# REQUIRED TASK 1
Transcribe the part of the passage on Spring's Mypy adoption that opens with the words containing "Lines-of-code is admittedly" and closes with "users ever since.".
# REQUIRED TASK 2
Answer these questions using the passage on Spring's Mypy adoption.
(a) In what month and year did Spring first adopt Mypy?
(b) How many lines of Python does the monorepo contain?
(c) Who writes the end-user code in the monorepo?
# REQUIRED TASK 3
Continue the passage on Spring's Mypy adoption from its last sentence.

# TEXT BLOCK
At Spring, we maintain a large Python monorepo with complete Mypy coverage configured under Mypy’s strictest available settings. In short, that means every function signature is annotated and implicit Any
conversions are disallowed.
Lines-of-code is admittedly a poor measure, but as a rough approximation: our monorepo contains over 300,000 lines of Python, with about half of that constituting our core data platform, and the other half, end-user code written by data scientists and machine learning researchers. My unsubstantiated guess is that this is one of the most comprehensively-typed Python codebases out there for its size.
We first adopted Mypy in July 2019, achieved complete type coverage about a year later, and have been happy Mypy users ever since.

# DATA ROWS
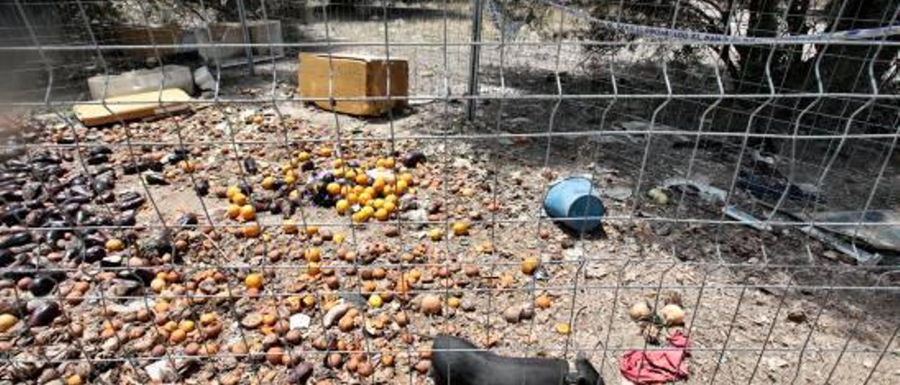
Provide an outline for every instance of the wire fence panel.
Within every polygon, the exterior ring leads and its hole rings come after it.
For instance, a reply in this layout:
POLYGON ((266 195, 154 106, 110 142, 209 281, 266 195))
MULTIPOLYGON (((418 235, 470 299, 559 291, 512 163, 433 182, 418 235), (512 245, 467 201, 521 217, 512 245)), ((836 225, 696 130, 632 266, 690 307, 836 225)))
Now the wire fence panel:
POLYGON ((898 13, 0 1, 0 382, 896 383, 898 13))

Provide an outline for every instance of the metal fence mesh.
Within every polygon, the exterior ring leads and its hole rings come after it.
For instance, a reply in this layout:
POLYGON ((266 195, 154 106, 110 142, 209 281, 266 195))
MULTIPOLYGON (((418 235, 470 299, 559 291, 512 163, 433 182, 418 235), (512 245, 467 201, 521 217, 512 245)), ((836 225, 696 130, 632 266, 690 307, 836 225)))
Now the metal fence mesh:
POLYGON ((0 2, 0 381, 427 383, 448 333, 611 383, 681 331, 689 383, 896 383, 900 4, 596 3, 0 2), (328 100, 410 105, 311 106, 300 52, 404 58, 409 95, 328 100), (214 78, 187 111, 73 115, 172 64, 214 78), (319 191, 387 170, 382 218, 319 191), (598 230, 544 212, 572 175, 598 230))

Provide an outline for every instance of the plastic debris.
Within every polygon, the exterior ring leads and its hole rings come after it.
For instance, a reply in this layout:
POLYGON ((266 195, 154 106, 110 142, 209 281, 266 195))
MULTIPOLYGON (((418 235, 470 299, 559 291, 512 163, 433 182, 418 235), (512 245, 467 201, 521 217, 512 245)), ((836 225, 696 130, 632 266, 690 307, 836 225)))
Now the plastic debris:
POLYGON ((694 179, 669 178, 662 182, 662 187, 669 190, 682 190, 685 192, 696 192, 706 203, 725 201, 725 197, 728 195, 724 190, 709 185, 709 181, 702 177, 694 179), (689 187, 689 189, 686 187, 689 187))
POLYGON ((635 384, 658 384, 688 378, 690 340, 680 331, 669 336, 666 350, 633 350, 622 355, 619 372, 635 384))
POLYGON ((900 222, 898 211, 823 211, 813 214, 812 219, 816 222, 852 223, 816 226, 875 248, 900 252, 900 226, 889 224, 900 222))

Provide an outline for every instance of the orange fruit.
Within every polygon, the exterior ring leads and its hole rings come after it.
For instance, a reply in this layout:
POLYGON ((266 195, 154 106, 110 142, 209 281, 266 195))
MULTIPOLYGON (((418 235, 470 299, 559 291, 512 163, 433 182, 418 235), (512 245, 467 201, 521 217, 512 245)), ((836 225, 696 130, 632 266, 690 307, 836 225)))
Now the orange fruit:
POLYGON ((238 206, 243 206, 247 204, 247 195, 243 192, 238 192, 231 196, 231 202, 238 206))
POLYGON ((544 294, 544 295, 542 295, 542 296, 537 297, 536 299, 535 299, 535 306, 536 306, 536 307, 538 307, 540 309, 550 308, 551 302, 552 301, 550 300, 550 297, 547 296, 546 294, 544 294))
POLYGON ((338 201, 338 202, 335 203, 335 209, 338 209, 338 213, 341 215, 344 215, 344 213, 346 212, 346 210, 349 208, 350 208, 350 202, 346 199, 338 201))
POLYGON ((438 241, 444 237, 444 231, 440 228, 432 228, 428 230, 428 237, 433 241, 438 241))
POLYGON ((372 184, 372 190, 375 192, 381 192, 384 190, 384 179, 379 176, 375 178, 375 182, 372 184))
POLYGON ((122 251, 125 248, 125 244, 122 239, 112 238, 106 241, 106 249, 109 251, 122 251))
POLYGON ((312 294, 307 294, 303 296, 303 306, 307 308, 311 308, 316 304, 316 297, 312 294))
POLYGON ((240 192, 240 189, 238 186, 229 186, 228 190, 225 191, 225 197, 231 199, 231 197, 238 192, 240 192))
POLYGON ((309 262, 319 262, 322 260, 322 251, 319 247, 308 248, 303 252, 303 257, 309 262))
POLYGON ((178 323, 178 328, 184 330, 185 333, 193 331, 194 327, 194 321, 190 319, 185 319, 178 323))
POLYGON ((248 289, 262 289, 263 287, 263 274, 259 273, 251 273, 244 277, 244 285, 248 289))
POLYGON ((522 273, 531 275, 535 273, 535 270, 537 270, 538 264, 540 264, 540 261, 534 256, 525 258, 525 260, 522 261, 522 273))
POLYGON ((570 327, 569 324, 563 324, 562 322, 558 323, 556 324, 556 333, 559 333, 561 335, 567 335, 569 333, 572 333, 572 327, 570 327))
POLYGON ((344 172, 344 179, 348 181, 355 181, 356 178, 356 172, 353 170, 346 170, 344 172))
POLYGON ((256 209, 249 204, 245 204, 240 207, 240 215, 238 216, 242 220, 253 220, 256 218, 256 209))
MULTIPOLYGON (((318 262, 310 262, 306 267, 306 273, 310 275, 319 275, 320 273, 322 273, 322 269, 319 267, 318 262)), ((303 300, 305 302, 306 299, 304 298, 303 300)))
POLYGON ((228 213, 228 218, 236 219, 238 219, 238 216, 240 215, 240 206, 238 206, 237 204, 230 204, 226 212, 228 213))
POLYGON ((388 217, 389 216, 390 216, 390 213, 388 212, 388 210, 384 210, 383 208, 378 209, 378 210, 375 211, 375 219, 378 219, 378 220, 382 220, 382 221, 383 220, 388 220, 388 217))
POLYGON ((455 236, 462 236, 469 233, 468 222, 455 222, 453 224, 453 233, 455 236))

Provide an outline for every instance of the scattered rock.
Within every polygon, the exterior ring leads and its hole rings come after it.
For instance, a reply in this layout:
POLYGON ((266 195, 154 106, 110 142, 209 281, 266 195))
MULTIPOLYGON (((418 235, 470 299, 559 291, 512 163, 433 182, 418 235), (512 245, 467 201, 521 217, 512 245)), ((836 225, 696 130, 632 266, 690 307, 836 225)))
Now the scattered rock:
POLYGON ((788 320, 797 324, 806 322, 806 312, 801 309, 791 309, 788 311, 788 320))

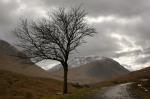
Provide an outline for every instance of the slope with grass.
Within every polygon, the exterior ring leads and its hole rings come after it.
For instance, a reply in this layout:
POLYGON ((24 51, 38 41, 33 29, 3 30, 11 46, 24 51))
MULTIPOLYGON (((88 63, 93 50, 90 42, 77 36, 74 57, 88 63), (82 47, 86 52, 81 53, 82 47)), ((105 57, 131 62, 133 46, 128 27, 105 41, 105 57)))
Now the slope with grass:
MULTIPOLYGON (((71 68, 68 72, 68 80, 73 83, 93 84, 104 80, 112 79, 116 76, 129 73, 127 69, 118 62, 103 58, 80 67, 71 68)), ((50 72, 55 79, 63 79, 63 71, 50 72)))
POLYGON ((61 92, 62 83, 0 70, 0 99, 39 99, 61 92))
POLYGON ((36 66, 29 59, 20 59, 16 56, 24 56, 24 54, 9 43, 0 40, 0 70, 49 78, 49 74, 45 70, 36 66))

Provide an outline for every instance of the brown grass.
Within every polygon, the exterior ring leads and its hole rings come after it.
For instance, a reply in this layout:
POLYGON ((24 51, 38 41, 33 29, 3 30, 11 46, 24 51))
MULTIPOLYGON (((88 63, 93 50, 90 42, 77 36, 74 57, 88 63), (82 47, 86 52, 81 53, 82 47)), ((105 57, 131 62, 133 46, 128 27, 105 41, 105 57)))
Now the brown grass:
MULTIPOLYGON (((74 88, 69 84, 69 89, 74 88)), ((0 99, 38 99, 62 92, 62 82, 0 70, 0 99)))

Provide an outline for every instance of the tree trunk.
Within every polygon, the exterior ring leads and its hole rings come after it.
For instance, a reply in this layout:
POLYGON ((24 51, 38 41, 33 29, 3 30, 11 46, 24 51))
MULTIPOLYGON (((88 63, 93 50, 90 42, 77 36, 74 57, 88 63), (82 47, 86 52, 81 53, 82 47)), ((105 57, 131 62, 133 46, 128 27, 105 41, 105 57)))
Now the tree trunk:
POLYGON ((64 86, 63 86, 63 94, 66 94, 68 92, 68 86, 67 86, 67 74, 68 74, 68 64, 64 63, 64 86))

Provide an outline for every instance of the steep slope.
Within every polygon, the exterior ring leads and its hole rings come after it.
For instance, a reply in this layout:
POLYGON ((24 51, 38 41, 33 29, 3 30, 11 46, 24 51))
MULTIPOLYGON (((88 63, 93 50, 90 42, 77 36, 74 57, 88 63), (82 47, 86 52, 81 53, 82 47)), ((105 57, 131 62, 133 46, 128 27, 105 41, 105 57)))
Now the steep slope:
POLYGON ((49 77, 42 68, 36 66, 29 59, 20 59, 17 55, 24 55, 9 43, 0 40, 0 69, 21 73, 34 77, 49 77), (30 64, 28 64, 30 63, 30 64))
POLYGON ((132 81, 132 80, 137 81, 140 79, 150 79, 150 67, 133 71, 127 75, 117 78, 117 80, 123 80, 123 81, 132 81))
MULTIPOLYGON (((71 68, 68 72, 68 80, 74 83, 89 84, 112 79, 129 73, 118 62, 110 58, 102 58, 80 67, 71 68)), ((50 73, 55 79, 63 78, 63 71, 50 73)))
MULTIPOLYGON (((99 56, 82 56, 82 57, 75 57, 73 59, 70 59, 68 61, 69 68, 74 68, 74 67, 79 67, 81 65, 93 62, 95 60, 100 60, 103 57, 99 56)), ((53 71, 58 71, 58 70, 63 70, 62 65, 58 64, 52 68, 50 68, 48 71, 53 72, 53 71)))
POLYGON ((57 80, 0 70, 0 99, 41 99, 61 92, 61 87, 57 80))

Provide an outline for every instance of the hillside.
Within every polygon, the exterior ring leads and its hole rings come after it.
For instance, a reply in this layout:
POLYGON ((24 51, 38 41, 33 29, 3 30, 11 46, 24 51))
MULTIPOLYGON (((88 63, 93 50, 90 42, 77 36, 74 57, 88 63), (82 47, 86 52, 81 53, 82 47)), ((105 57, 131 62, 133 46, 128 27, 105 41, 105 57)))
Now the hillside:
POLYGON ((61 91, 62 83, 57 80, 0 70, 0 99, 39 99, 61 91))
MULTIPOLYGON (((100 60, 104 57, 100 57, 100 56, 80 56, 80 57, 74 57, 72 59, 68 60, 68 66, 69 69, 70 68, 75 68, 75 67, 79 67, 81 65, 96 61, 96 60, 100 60)), ((49 72, 53 72, 53 71, 58 71, 58 70, 63 70, 62 65, 58 64, 52 68, 50 68, 49 72)))
POLYGON ((21 73, 33 77, 49 77, 42 68, 36 66, 29 59, 20 59, 16 56, 24 55, 9 43, 0 40, 0 69, 21 73), (30 64, 29 64, 30 63, 30 64))
MULTIPOLYGON (((129 73, 118 62, 110 58, 103 58, 85 65, 71 68, 68 72, 68 80, 73 83, 92 84, 112 79, 129 73)), ((52 78, 62 80, 63 71, 50 72, 52 78)))

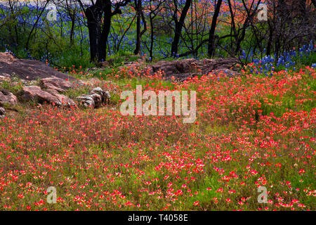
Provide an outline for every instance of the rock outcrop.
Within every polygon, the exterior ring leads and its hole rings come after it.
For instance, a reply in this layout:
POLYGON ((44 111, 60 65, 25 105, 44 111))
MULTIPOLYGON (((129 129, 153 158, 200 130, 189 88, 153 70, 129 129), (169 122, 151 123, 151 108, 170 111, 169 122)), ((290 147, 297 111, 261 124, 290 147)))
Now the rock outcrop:
POLYGON ((4 117, 6 115, 6 110, 2 107, 0 107, 0 118, 4 117))
POLYGON ((56 77, 41 79, 39 85, 42 89, 56 90, 59 93, 65 92, 73 86, 70 82, 56 77))
POLYGON ((75 106, 74 101, 62 94, 52 94, 43 91, 38 86, 27 86, 23 87, 21 99, 25 101, 37 101, 39 103, 51 103, 58 106, 75 106))

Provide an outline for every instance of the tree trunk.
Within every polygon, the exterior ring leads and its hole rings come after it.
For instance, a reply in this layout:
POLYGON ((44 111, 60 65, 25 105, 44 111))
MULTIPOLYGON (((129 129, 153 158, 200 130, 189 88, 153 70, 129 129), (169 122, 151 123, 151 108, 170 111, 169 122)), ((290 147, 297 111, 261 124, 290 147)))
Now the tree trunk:
POLYGON ((214 55, 216 47, 215 47, 215 30, 216 28, 217 18, 218 17, 219 12, 220 10, 220 6, 222 4, 222 0, 218 0, 216 6, 215 7, 214 15, 213 15, 212 23, 211 25, 211 29, 209 30, 209 47, 208 47, 208 55, 209 57, 212 57, 214 55))
MULTIPOLYGON (((174 57, 178 53, 178 47, 179 45, 180 37, 181 36, 182 28, 183 27, 184 21, 185 20, 185 17, 187 16, 187 11, 191 6, 191 2, 192 0, 185 1, 185 5, 182 11, 179 21, 178 21, 176 17, 174 18, 176 27, 174 31, 173 41, 172 41, 171 44, 171 56, 174 57)), ((175 15, 176 15, 176 13, 177 12, 175 13, 175 15)))

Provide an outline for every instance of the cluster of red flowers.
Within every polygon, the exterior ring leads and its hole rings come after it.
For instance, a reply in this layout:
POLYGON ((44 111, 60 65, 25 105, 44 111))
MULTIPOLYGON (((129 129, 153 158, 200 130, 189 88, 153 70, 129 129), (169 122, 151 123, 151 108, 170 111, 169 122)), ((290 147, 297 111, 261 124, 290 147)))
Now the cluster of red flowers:
POLYGON ((315 210, 315 77, 307 68, 178 83, 123 71, 109 76, 118 92, 142 82, 197 91, 196 122, 122 116, 113 105, 2 119, 0 210, 315 210))

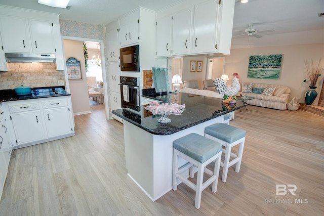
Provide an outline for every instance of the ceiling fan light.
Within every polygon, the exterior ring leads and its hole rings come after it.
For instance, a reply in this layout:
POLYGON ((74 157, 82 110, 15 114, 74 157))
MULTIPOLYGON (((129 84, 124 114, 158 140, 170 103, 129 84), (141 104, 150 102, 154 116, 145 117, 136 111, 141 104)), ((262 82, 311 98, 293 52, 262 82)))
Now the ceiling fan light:
POLYGON ((70 0, 38 0, 38 3, 55 8, 66 8, 70 0))

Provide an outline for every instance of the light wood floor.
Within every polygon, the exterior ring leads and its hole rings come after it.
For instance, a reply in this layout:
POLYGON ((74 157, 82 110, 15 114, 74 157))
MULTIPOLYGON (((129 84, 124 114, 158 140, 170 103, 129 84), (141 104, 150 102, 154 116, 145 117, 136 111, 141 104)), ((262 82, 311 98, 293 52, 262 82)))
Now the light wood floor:
POLYGON ((0 215, 322 215, 324 118, 248 108, 230 122, 247 132, 240 171, 205 190, 199 210, 183 184, 154 202, 142 192, 127 175, 123 124, 98 105, 75 116, 75 136, 13 151, 0 215), (276 195, 276 184, 296 195, 276 195))

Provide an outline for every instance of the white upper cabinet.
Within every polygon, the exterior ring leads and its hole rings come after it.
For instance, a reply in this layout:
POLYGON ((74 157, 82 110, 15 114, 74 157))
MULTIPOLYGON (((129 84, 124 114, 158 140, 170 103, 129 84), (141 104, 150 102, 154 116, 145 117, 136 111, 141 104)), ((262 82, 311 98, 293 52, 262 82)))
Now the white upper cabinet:
POLYGON ((156 56, 171 55, 172 17, 168 15, 156 19, 156 56))
POLYGON ((218 6, 218 3, 214 1, 194 6, 192 53, 216 51, 218 6))
MULTIPOLYGON (((157 12, 157 17, 172 15, 173 20, 171 53, 157 51, 156 57, 229 54, 234 4, 235 0, 187 0, 157 12)), ((159 36, 157 46, 165 47, 159 36)))
POLYGON ((53 23, 50 21, 29 19, 32 52, 55 53, 53 23))
POLYGON ((190 54, 191 8, 173 14, 172 55, 190 54))
POLYGON ((26 18, 0 15, 0 32, 5 53, 30 52, 26 18))
POLYGON ((139 41, 139 10, 119 20, 119 38, 120 47, 126 47, 139 41))
POLYGON ((107 47, 109 62, 119 60, 118 27, 118 20, 113 22, 107 27, 107 47))
POLYGON ((65 69, 59 14, 0 6, 5 53, 55 54, 56 69, 65 69))

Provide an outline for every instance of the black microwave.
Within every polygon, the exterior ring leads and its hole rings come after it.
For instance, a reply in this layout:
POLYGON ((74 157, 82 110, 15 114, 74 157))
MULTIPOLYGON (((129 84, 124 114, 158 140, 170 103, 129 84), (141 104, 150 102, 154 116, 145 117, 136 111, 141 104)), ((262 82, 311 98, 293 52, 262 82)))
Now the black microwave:
POLYGON ((122 71, 140 71, 140 46, 120 48, 120 70, 122 71))

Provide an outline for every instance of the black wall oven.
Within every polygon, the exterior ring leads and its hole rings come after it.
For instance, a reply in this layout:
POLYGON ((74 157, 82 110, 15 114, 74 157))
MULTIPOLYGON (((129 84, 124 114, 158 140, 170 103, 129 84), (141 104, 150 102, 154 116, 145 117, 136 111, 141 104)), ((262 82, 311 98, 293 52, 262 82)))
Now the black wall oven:
POLYGON ((139 78, 122 76, 120 77, 122 108, 139 106, 139 78))
POLYGON ((140 71, 139 45, 120 48, 120 70, 122 71, 140 71))

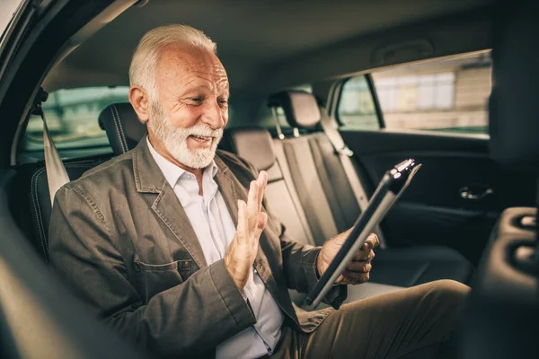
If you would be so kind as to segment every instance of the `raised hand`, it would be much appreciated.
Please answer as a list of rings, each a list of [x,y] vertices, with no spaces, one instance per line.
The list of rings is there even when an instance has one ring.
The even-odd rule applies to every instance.
[[[225,255],[225,265],[238,289],[245,286],[258,251],[259,240],[268,216],[261,212],[268,175],[262,171],[249,188],[247,203],[238,201],[238,226]]]

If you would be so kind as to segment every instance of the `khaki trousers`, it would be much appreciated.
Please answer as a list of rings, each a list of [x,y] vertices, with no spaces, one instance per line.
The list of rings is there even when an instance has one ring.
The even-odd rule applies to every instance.
[[[284,327],[270,358],[440,358],[469,287],[439,280],[344,304],[313,333]]]

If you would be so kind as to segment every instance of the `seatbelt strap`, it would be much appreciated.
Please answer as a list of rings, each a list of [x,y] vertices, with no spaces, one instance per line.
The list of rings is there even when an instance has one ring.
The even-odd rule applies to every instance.
[[[339,155],[339,159],[340,160],[340,163],[342,164],[346,177],[348,178],[350,187],[352,188],[352,192],[354,192],[354,196],[356,197],[359,209],[363,213],[368,205],[368,197],[365,192],[365,188],[361,184],[361,180],[359,180],[359,177],[358,177],[358,172],[356,171],[356,168],[352,162],[354,152],[350,150],[344,143],[340,133],[339,133],[337,122],[330,118],[330,117],[326,114],[325,109],[321,108],[320,112],[322,116],[320,121],[322,128],[333,145],[335,152]],[[386,243],[379,225],[375,227],[375,232],[380,240],[380,248],[384,249],[386,247]]]
[[[47,101],[47,92],[40,89],[40,93],[36,98],[33,113],[40,116],[43,120],[43,151],[45,152],[45,171],[47,172],[47,181],[49,183],[49,194],[50,196],[50,204],[54,204],[54,196],[57,191],[69,182],[69,176],[62,162],[62,158],[50,137],[45,113],[43,112],[42,101]]]

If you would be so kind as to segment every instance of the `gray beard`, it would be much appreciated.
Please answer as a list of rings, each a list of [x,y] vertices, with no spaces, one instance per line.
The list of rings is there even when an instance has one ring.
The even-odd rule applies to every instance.
[[[204,123],[189,128],[178,128],[165,118],[160,105],[152,106],[152,115],[153,118],[148,121],[150,129],[176,161],[192,169],[206,168],[212,162],[217,144],[223,137],[222,128],[212,129]],[[187,145],[187,138],[191,135],[213,137],[211,145],[191,151]]]

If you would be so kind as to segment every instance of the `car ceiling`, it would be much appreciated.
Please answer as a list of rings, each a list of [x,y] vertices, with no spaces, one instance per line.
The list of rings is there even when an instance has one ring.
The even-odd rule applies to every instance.
[[[49,73],[49,90],[128,84],[142,35],[186,23],[217,43],[232,89],[252,86],[275,64],[387,29],[473,11],[489,0],[176,1],[150,0],[114,19]],[[283,83],[286,85],[288,83]]]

# EXERCISE RESPONSE 1
Lines-of-code is admittedly a poor measure, but as a rough approximation: our monorepo contains over 300,000 lines of Python, with about half of that constituting our core data platform, and the other half, end-user code written by data scientists and machine learning researchers. My unsubstantiated guess is that this is one of the most comprehensively-typed Python codebases out there for its size.
We first adopted Mypy in July 2019, achieved complete type coverage about a year later, and have been happy Mypy users ever since.

# EXERCISE RESPONSE 2
(a) July 2019
(b) Over 300,000
(c) Data scientists and machine learning researchers

# EXERCISE RESPONSE 3
A few weeks back, I had a brief conversation with Leo Boytsov and Erik Bernhardsson on Twitter about Python typing — then I saw Will McGugan praising types too. Since Mypy is a key part of how we ship and iterate on Python code at Spring, I wanted to write about our experience using it at-scale over the past few years.
TL;DR: while Mypy adoption comes at a cost (via upfront and ongoing investment, a learning curve, etc.), I’ve found it invaluable for maintaining a large Python codebase. Mypy may not be for everyone, but it is for me.
What is Mypy?
(If you’re already familiar with Mypy, skip ahead.)
Mypy is a static type checker for Python. If you’re written any Python 3, you may have noticed that Python supports type annotations, like this:
def greeting(name: str) -> str:
return 'Hello ' + name
Python defined this type annotation syntax in 2014 via PEP 484. While these annotations are part of the language, Python (and its associated first-party tooling) doesn’t actually use them to enforce type safety.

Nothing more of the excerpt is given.